__YOUR OBJECTIVE__
Edit the records below by changing "sheer rock face" to "steep cliff" everywhere it appears, and leave everything else as it is.

Source data:
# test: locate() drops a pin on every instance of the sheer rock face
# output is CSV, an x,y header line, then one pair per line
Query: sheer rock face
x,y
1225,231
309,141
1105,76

__CORRECT ANSWER__
# test: locate() drops a pin on every instance of the steep cliff
# output is CSV, an x,y header line, then one pair per line
Query: steep cliff
x,y
1225,231
309,141
1105,76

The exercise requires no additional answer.